───── EXTRACTED TEXT ─────

Gearbox dynamic excitation calculation

Analytical model is established by using lumped mass method. In the model, the influence of the time-varying meshing stiffness, gear error, and flexible support of shaft is considered. Then the dynamic load of bearing and inherent characteristic of transmission system are obtained through calculate the system model. Finally, the dynamic load should be exported for the calculation of the dynamic response of gearbox.

Gearbox vibration analysis

According to the gear reducer assembly relation, boundary condition should be applied to gearbox FE model. With gearbox modal analysis, the natural frequency and vibration mode are obtained. Then dynamic load of the bearing is imported and applied on the gearbox FE model. In order to reduce the computing resource, the mode superposition method is used to solve the dynamic response of the gearbox structure. Lastly, the vibration acceleration of the gearbox surface is obtained.

Boundary element model building

The gearbox FE model is used to set up acoustic boundary element model as follows: extracting the surface elements of gearbox FE model, and then filling up the hole (such as bearing hole, bolt hole) on the surface of the structure by using shell element. Finally, the gearbox boundary element model is obtained by remeshing the surface elements of gearbox.

─────

=== GIVEN PROBLEM 1 ===
Using the text on gearbox analysis, answer these:
(a) Which method is used to establish the analytical model?
(b) Which method is used to solve the dynamic response of the gearbox structure?
(c) What kind of element fills the holes on the surface of the structure?

───── DATASET RECORDS ─────

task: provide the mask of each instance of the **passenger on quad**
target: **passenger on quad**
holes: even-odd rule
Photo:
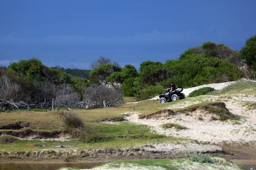
[[[176,85],[174,84],[172,82],[170,83],[170,86],[165,89],[166,94],[169,95],[169,98],[171,98],[171,93],[173,90],[176,89]]]
[[[170,83],[170,86],[165,89],[165,92],[160,94],[160,103],[163,104],[168,101],[175,101],[179,100],[184,99],[185,94],[182,93],[182,87],[178,88],[173,83]]]

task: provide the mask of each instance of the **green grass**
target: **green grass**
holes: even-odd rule
[[[182,126],[180,124],[176,124],[176,123],[166,123],[162,125],[162,127],[163,129],[170,129],[170,128],[175,128],[176,130],[184,130],[184,129],[187,129],[188,128],[184,126]]]
[[[84,142],[74,138],[70,141],[44,141],[38,140],[18,140],[10,143],[0,143],[0,151],[26,151],[41,149],[58,149],[55,145],[71,145],[69,149],[89,149],[99,148],[121,148],[137,147],[144,144],[152,144],[161,142],[177,142],[188,141],[188,139],[177,138],[158,135],[151,132],[146,125],[138,125],[130,123],[108,124],[104,123],[89,123],[93,138]],[[36,144],[46,144],[46,147],[35,147]],[[65,148],[65,149],[68,149]]]
[[[1,151],[37,151],[44,149],[48,150],[84,150],[84,149],[98,149],[110,148],[127,148],[140,147],[145,144],[152,144],[162,142],[178,142],[188,140],[176,138],[169,137],[162,138],[112,138],[98,142],[85,143],[77,139],[73,139],[71,141],[44,141],[38,140],[18,140],[10,143],[0,143],[0,152]],[[37,147],[38,144],[44,144],[45,147]],[[71,148],[57,148],[57,145],[69,145]]]
[[[191,153],[188,155],[190,160],[199,163],[215,163],[215,160],[209,154],[202,153]]]
[[[222,121],[227,120],[238,120],[240,119],[239,116],[230,113],[226,107],[225,104],[221,102],[205,102],[177,109],[176,111],[179,113],[186,114],[188,112],[194,112],[197,109],[204,110],[208,114],[217,115],[219,117],[219,120]]]

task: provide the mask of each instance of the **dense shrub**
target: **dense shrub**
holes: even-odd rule
[[[190,160],[199,163],[215,163],[215,160],[209,154],[193,152],[188,155]]]
[[[214,91],[215,89],[212,88],[212,87],[203,87],[201,89],[199,89],[198,90],[196,90],[194,91],[193,91],[190,94],[190,97],[197,97],[197,96],[199,96],[199,95],[205,95],[210,92]]]

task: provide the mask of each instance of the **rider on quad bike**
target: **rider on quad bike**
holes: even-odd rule
[[[177,88],[177,86],[173,83],[170,83],[170,86],[166,89],[165,93],[159,95],[160,103],[165,103],[167,101],[177,101],[179,99],[185,98],[185,94],[182,93],[183,88]]]

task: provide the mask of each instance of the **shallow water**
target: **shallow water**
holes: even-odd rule
[[[77,169],[91,168],[102,163],[0,163],[0,170],[57,170],[69,167]]]
[[[223,149],[233,154],[223,156],[225,159],[241,165],[244,169],[256,170],[256,146],[229,146]]]
[[[246,170],[256,170],[256,146],[229,146],[223,149],[233,155],[227,154],[221,157],[240,164]],[[0,163],[0,170],[57,170],[63,167],[86,169],[104,163]]]

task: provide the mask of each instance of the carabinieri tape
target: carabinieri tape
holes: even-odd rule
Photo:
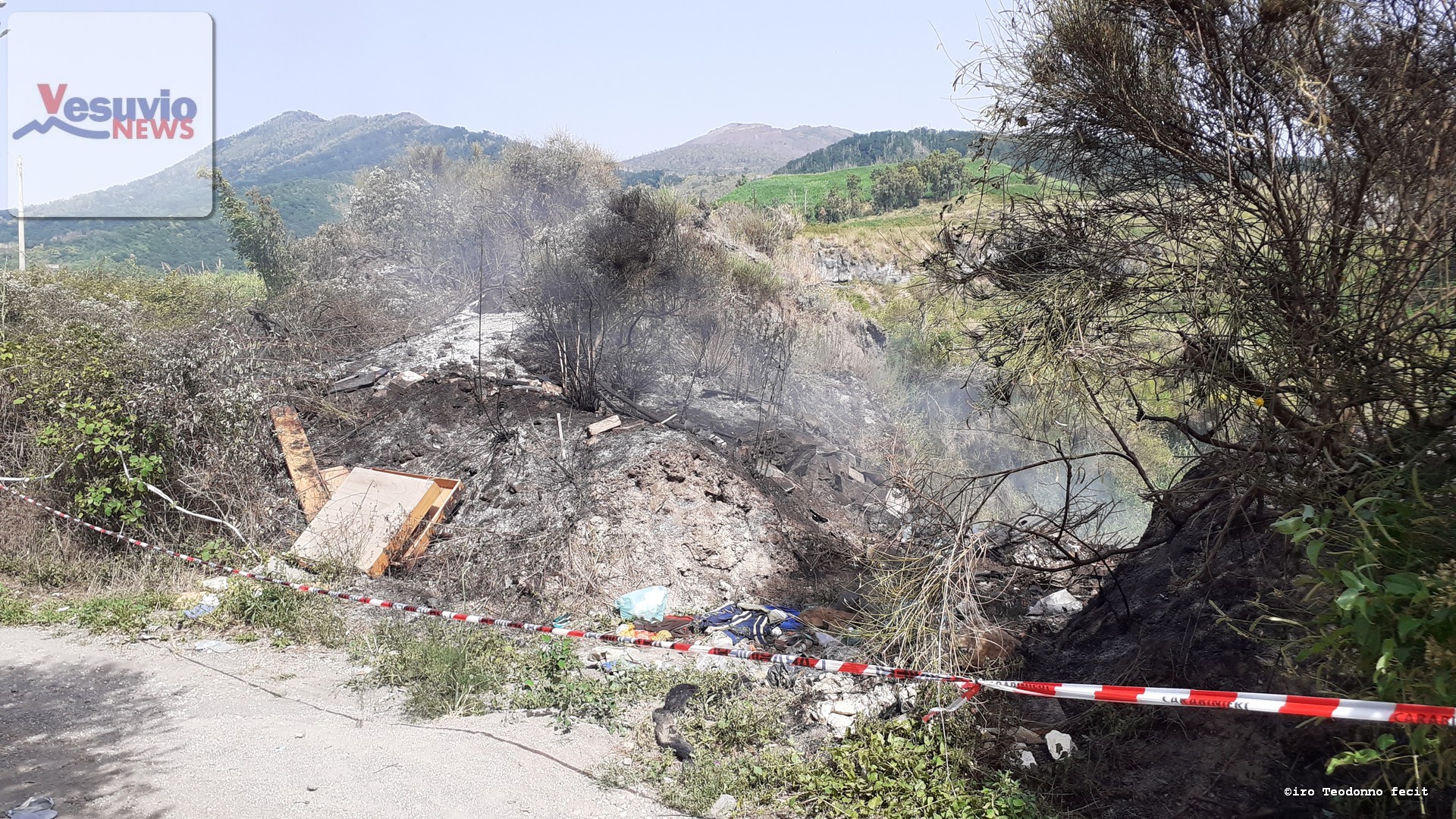
[[[339,600],[349,600],[354,603],[379,606],[381,609],[397,609],[418,615],[438,616],[460,622],[473,622],[478,625],[495,625],[499,628],[514,628],[518,631],[536,631],[540,634],[550,634],[555,637],[572,637],[579,640],[600,640],[603,643],[623,643],[629,646],[667,648],[671,651],[681,651],[687,654],[737,657],[740,660],[776,663],[783,666],[798,666],[798,667],[817,669],[833,673],[878,676],[878,678],[888,678],[898,681],[943,682],[957,686],[965,700],[976,697],[981,691],[981,688],[992,688],[994,691],[1005,691],[1010,694],[1026,694],[1032,697],[1056,697],[1061,700],[1095,700],[1099,702],[1134,702],[1140,705],[1184,705],[1194,708],[1224,708],[1233,711],[1258,711],[1265,714],[1291,714],[1299,717],[1370,720],[1377,723],[1423,723],[1433,726],[1456,726],[1456,708],[1444,705],[1409,705],[1404,702],[1374,702],[1369,700],[1337,700],[1332,697],[1299,697],[1286,694],[1251,694],[1243,691],[1201,691],[1190,688],[1137,688],[1125,685],[1082,685],[1070,682],[1021,682],[1021,681],[974,679],[968,676],[957,676],[957,675],[946,675],[936,672],[898,669],[893,666],[877,666],[872,663],[850,663],[846,660],[802,657],[798,654],[773,654],[769,651],[750,651],[747,648],[718,648],[712,646],[697,646],[693,643],[674,643],[671,640],[646,640],[642,637],[622,637],[617,634],[579,631],[579,630],[559,628],[552,625],[537,625],[531,622],[513,622],[485,615],[472,615],[472,614],[451,612],[444,609],[432,609],[428,606],[403,605],[403,603],[396,603],[393,600],[381,600],[379,597],[364,597],[358,595],[348,595],[345,592],[331,592],[328,589],[319,589],[317,586],[309,586],[306,583],[290,583],[287,580],[265,577],[262,574],[255,574],[252,571],[243,571],[240,568],[233,568],[229,565],[211,563],[188,554],[175,552],[172,549],[149,544],[146,541],[130,538],[127,535],[122,535],[121,532],[112,532],[111,529],[96,526],[95,523],[87,523],[86,520],[67,514],[58,509],[50,507],[32,498],[31,495],[22,494],[7,487],[3,482],[0,482],[0,490],[4,490],[19,497],[25,503],[29,503],[36,509],[50,512],[51,514],[60,517],[61,520],[68,520],[79,526],[84,526],[92,532],[116,538],[118,541],[131,544],[134,546],[154,549],[165,555],[170,555],[178,560],[183,560],[186,563],[192,563],[197,565],[205,565],[208,568],[215,568],[218,571],[226,571],[229,574],[237,574],[240,577],[248,577],[249,580],[258,580],[261,583],[282,586],[287,589],[293,589],[296,592],[322,595],[325,597],[336,597]],[[957,702],[957,707],[962,704],[964,700]],[[946,713],[954,710],[955,707],[933,708],[932,713]],[[930,718],[930,716],[927,714],[926,718]]]

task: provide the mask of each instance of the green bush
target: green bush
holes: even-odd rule
[[[217,612],[208,618],[218,625],[256,630],[258,637],[269,638],[277,647],[294,643],[344,644],[344,619],[333,600],[272,583],[233,577]]]
[[[10,410],[60,465],[58,482],[80,514],[137,522],[143,481],[162,477],[167,434],[137,414],[140,360],[119,334],[83,324],[0,341]]]
[[[1318,657],[1337,679],[1353,670],[1351,697],[1456,704],[1456,498],[1449,481],[1430,485],[1421,490],[1418,472],[1386,477],[1332,509],[1306,506],[1274,525],[1305,546],[1307,599],[1322,606],[1299,659]],[[1449,781],[1456,745],[1443,746],[1441,733],[1401,726],[1353,745],[1329,769],[1379,762],[1385,778]]]
[[[977,781],[970,755],[911,720],[865,723],[810,765],[776,775],[815,815],[847,819],[1034,819],[1041,807],[1008,774]]]

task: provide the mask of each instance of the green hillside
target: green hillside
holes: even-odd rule
[[[507,138],[491,131],[469,131],[434,125],[414,114],[380,117],[335,117],[323,119],[307,111],[290,111],[240,134],[217,141],[215,160],[239,191],[258,188],[274,200],[284,224],[306,236],[339,217],[338,203],[360,169],[387,165],[409,146],[438,144],[454,157],[467,156],[479,144],[495,156]],[[191,176],[207,159],[202,153],[166,171],[77,198],[109,200],[166,189],[181,176]],[[151,195],[154,194],[140,194]],[[10,217],[0,219],[0,242],[15,242]],[[240,268],[227,245],[217,213],[207,219],[32,219],[26,243],[44,246],[66,261],[134,256],[147,267],[207,264]]]
[[[965,165],[971,172],[980,172],[984,163],[981,160],[965,160]],[[776,173],[748,181],[718,201],[761,207],[791,204],[799,208],[801,213],[812,214],[818,205],[824,204],[824,197],[830,191],[839,191],[840,195],[847,197],[850,175],[859,176],[863,191],[862,198],[868,200],[871,189],[869,175],[875,171],[890,171],[893,168],[894,165],[871,165],[866,168],[843,168],[827,173]],[[992,166],[990,176],[1005,179],[1005,191],[1009,194],[1035,195],[1041,189],[1040,185],[1028,185],[1022,173],[1013,172],[1010,166],[1003,163]],[[955,195],[961,192],[965,191],[958,189]]]
[[[794,159],[775,173],[824,173],[842,168],[893,165],[907,159],[922,159],[936,150],[954,150],[965,156],[984,136],[980,131],[938,131],[935,128],[855,134]],[[992,152],[992,157],[1003,159],[1008,152],[1009,147],[1002,144]]]

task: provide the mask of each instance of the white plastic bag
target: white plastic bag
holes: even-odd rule
[[[662,619],[667,616],[667,586],[648,586],[622,595],[616,606],[623,619]]]

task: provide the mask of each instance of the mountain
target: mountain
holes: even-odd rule
[[[826,173],[843,168],[893,165],[907,159],[922,159],[935,150],[954,150],[964,156],[974,150],[977,141],[984,136],[980,131],[936,131],[935,128],[852,134],[834,144],[789,160],[775,173]],[[992,159],[999,160],[1009,150],[1009,146],[1000,144],[992,152]]]
[[[434,125],[415,114],[325,119],[290,111],[218,140],[215,160],[234,188],[258,188],[271,195],[288,229],[306,236],[338,219],[338,203],[360,169],[387,165],[418,144],[444,146],[450,156],[467,156],[479,144],[488,156],[495,156],[507,141],[491,131]],[[83,197],[154,198],[169,181],[191,176],[205,165],[205,153],[198,152],[144,179]],[[32,219],[25,232],[28,245],[55,248],[68,261],[135,256],[144,265],[215,265],[223,259],[227,267],[242,267],[227,246],[215,211],[207,219]],[[0,242],[15,240],[15,220],[4,217]]]
[[[619,165],[623,171],[767,173],[852,134],[833,125],[775,128],[763,122],[729,122],[680,146],[633,156]]]

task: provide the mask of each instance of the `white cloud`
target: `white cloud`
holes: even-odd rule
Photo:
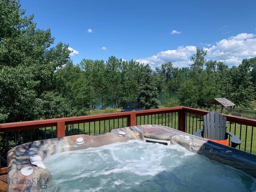
[[[71,51],[72,52],[69,54],[70,56],[74,56],[75,55],[77,55],[79,54],[79,52],[78,52],[76,50],[75,50],[73,48],[71,48],[70,47],[68,47],[68,49],[70,51]]]
[[[220,40],[214,45],[205,45],[207,47],[204,47],[203,49],[207,51],[207,58],[223,61],[230,66],[241,64],[244,59],[256,57],[256,35],[254,34],[240,33]],[[136,61],[148,63],[154,69],[168,62],[172,62],[175,66],[188,67],[192,64],[190,58],[196,53],[196,49],[195,46],[180,46],[177,49],[160,51],[156,55]]]
[[[171,32],[171,34],[173,35],[174,34],[180,34],[181,31],[177,31],[176,30],[172,30]]]

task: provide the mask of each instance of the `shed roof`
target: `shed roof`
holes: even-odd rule
[[[208,104],[223,105],[225,107],[235,106],[236,105],[226,98],[215,98],[206,102]]]

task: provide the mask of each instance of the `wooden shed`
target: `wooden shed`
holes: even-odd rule
[[[221,111],[223,111],[224,107],[230,107],[230,113],[232,111],[232,107],[235,106],[234,103],[226,98],[215,98],[206,102],[207,104],[215,105],[215,110],[216,110],[217,105],[221,106]]]

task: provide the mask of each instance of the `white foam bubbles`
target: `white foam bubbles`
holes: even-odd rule
[[[255,179],[179,145],[138,140],[56,154],[44,163],[52,175],[48,191],[256,189]]]

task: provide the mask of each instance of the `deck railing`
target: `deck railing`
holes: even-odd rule
[[[146,124],[162,125],[193,134],[203,128],[202,117],[208,112],[180,106],[2,124],[0,124],[2,138],[0,142],[4,147],[1,153],[5,155],[16,145],[36,140],[78,134],[95,135],[115,128]],[[256,154],[256,139],[254,140],[256,137],[256,129],[254,129],[256,120],[224,115],[230,122],[227,124],[228,130],[242,141],[239,149]],[[2,166],[4,164],[2,163]],[[0,174],[6,172],[6,167],[0,168]]]

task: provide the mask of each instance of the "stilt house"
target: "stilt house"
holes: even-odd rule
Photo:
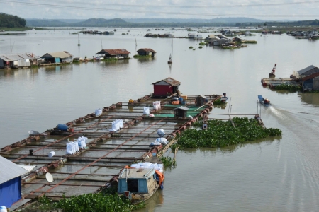
[[[175,93],[179,90],[180,84],[180,82],[170,77],[154,83],[153,95],[164,97],[167,93]]]
[[[155,54],[156,54],[155,51],[154,51],[152,49],[147,49],[147,48],[140,49],[137,52],[139,55],[142,55],[142,56],[150,55],[152,57],[155,57]]]
[[[196,106],[201,107],[208,102],[207,98],[203,95],[200,95],[195,99]]]
[[[102,57],[106,58],[117,58],[125,59],[128,57],[128,54],[130,54],[126,49],[102,49],[95,54],[100,54]]]
[[[187,117],[187,110],[189,108],[181,106],[179,107],[174,109],[175,112],[175,119],[184,119]]]
[[[73,55],[67,51],[47,53],[40,58],[45,59],[46,63],[58,64],[73,61]]]

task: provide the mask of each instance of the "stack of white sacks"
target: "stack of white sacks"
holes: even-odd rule
[[[153,108],[155,110],[161,110],[161,101],[153,102]]]
[[[137,169],[152,169],[155,168],[155,170],[162,172],[163,172],[163,165],[157,164],[157,163],[152,163],[150,162],[144,162],[144,163],[133,163],[130,165],[131,167],[135,167]]]
[[[98,116],[99,116],[99,115],[101,115],[101,114],[102,114],[102,112],[103,112],[102,109],[101,109],[101,108],[96,109],[96,110],[95,110],[95,115],[96,115],[96,117],[98,117]]]
[[[117,119],[113,121],[112,122],[112,129],[111,131],[119,131],[120,129],[124,126],[124,122],[123,119]]]
[[[79,137],[77,140],[79,147],[80,148],[85,148],[85,147],[86,146],[86,141],[87,141],[86,137],[84,136]]]
[[[77,152],[79,152],[79,145],[77,141],[67,143],[67,154],[73,155]]]
[[[144,107],[143,114],[150,114],[150,107]]]

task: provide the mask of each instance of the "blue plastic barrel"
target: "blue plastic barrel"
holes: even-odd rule
[[[69,126],[67,126],[67,124],[57,124],[57,128],[59,130],[67,131],[67,129],[69,128]]]

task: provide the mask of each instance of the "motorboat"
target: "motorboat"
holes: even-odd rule
[[[150,199],[158,189],[163,189],[163,164],[150,162],[125,166],[118,176],[118,194],[138,204]]]
[[[261,95],[258,95],[258,100],[259,100],[260,104],[263,105],[264,106],[272,106],[272,104],[270,104],[270,101],[267,98],[264,99]]]

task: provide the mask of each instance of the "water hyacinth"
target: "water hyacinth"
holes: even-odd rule
[[[181,148],[225,147],[250,141],[281,135],[274,128],[264,128],[254,119],[234,117],[234,128],[230,121],[209,120],[207,130],[188,129],[179,138]],[[201,126],[201,122],[195,126]]]

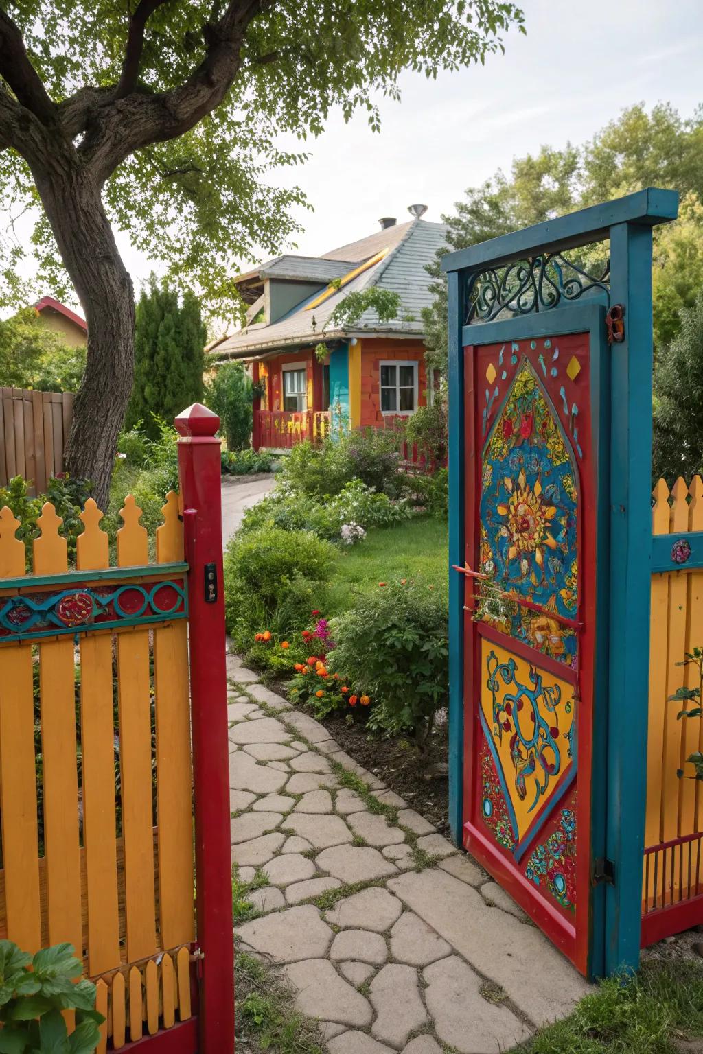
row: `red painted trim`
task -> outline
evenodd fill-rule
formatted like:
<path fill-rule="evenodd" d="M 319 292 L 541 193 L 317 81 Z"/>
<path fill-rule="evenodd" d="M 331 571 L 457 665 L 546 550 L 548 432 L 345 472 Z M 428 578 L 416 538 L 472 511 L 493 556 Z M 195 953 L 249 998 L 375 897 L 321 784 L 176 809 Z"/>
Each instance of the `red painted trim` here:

─────

=== GIVEN PROBLEM 2 ===
Determine how many lines of the entries contain the string "sacks", with case counting. Reply with the number alone.

=== EXERCISE ANSWER 1 ===
(a) The lumped mass method.
(b) The mode superposition method.
(c) Shell elements.

=== EXERCISE ANSWER 2 ===
2